* Task requirements
Answer these questions about the forum thread on the best 2.6 kernel:
1. Which kernel version does miqorz say is out?
2. Which kernel does miqorz report currently using?
3. Which sources and version does Anarcho report running?

* Source document
-*-
# best 2.6 kernel

## G|N|

i heard a lot of bad things about the 2.8.1 kernel so my question to you is what do you think is the best 2.6.* kernel?

and would it be better to download the gentoo-development-sources then the development-sources?

if i want the 2.6.7 development-sources, how do i download them?

i think the standard development-sources is 2.6.8.1

----------

## miqorz

Uh, 2.6.9 is out.

Right now I'm using 2.6.8.1-ck9 and I find it very good.

----------

## G|N|

 *miqorz wrote:*   

> Uh, 2.6.9 is out.
> 
> Right now I'm using 2.6.8.1-ck9 and I find it very good.

 

but it is still marked as testing

----------

## Anarcho

I'm running fine with gentoo-dev-sources 2.6.8-r10.
-*-
* Dataset extract

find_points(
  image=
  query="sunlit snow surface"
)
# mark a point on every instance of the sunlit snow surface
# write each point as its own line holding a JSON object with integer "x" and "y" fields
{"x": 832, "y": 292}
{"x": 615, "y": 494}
-*-
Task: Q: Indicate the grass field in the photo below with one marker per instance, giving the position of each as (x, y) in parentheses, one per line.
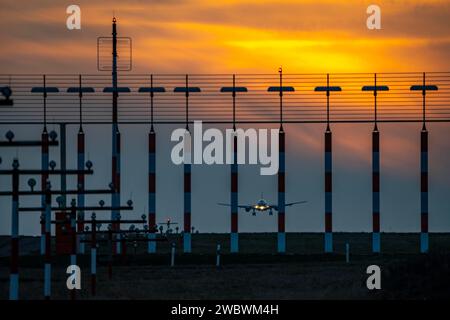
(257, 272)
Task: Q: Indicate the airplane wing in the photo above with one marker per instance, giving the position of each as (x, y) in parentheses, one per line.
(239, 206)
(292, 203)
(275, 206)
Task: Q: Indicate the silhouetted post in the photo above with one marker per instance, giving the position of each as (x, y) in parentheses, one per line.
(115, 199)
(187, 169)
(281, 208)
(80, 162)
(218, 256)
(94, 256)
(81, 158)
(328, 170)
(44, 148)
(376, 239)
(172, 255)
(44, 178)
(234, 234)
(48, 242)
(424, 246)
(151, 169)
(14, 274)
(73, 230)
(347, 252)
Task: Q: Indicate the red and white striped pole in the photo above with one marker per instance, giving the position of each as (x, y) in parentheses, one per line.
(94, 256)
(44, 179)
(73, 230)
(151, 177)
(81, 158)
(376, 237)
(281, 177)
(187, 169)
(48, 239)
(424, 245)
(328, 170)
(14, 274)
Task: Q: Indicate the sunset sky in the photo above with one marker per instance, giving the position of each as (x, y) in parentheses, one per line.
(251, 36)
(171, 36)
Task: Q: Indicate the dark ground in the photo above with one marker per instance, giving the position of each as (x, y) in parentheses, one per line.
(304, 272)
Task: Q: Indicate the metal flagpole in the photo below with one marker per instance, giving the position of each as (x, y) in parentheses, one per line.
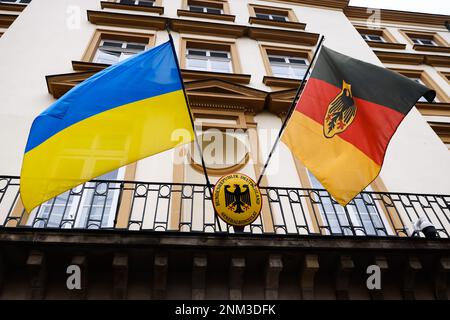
-*-
* Result of this task
1. 2.6.9
2. 2.6.8.1-ck9
3. gentoo-dev-sources 2.6.8-r10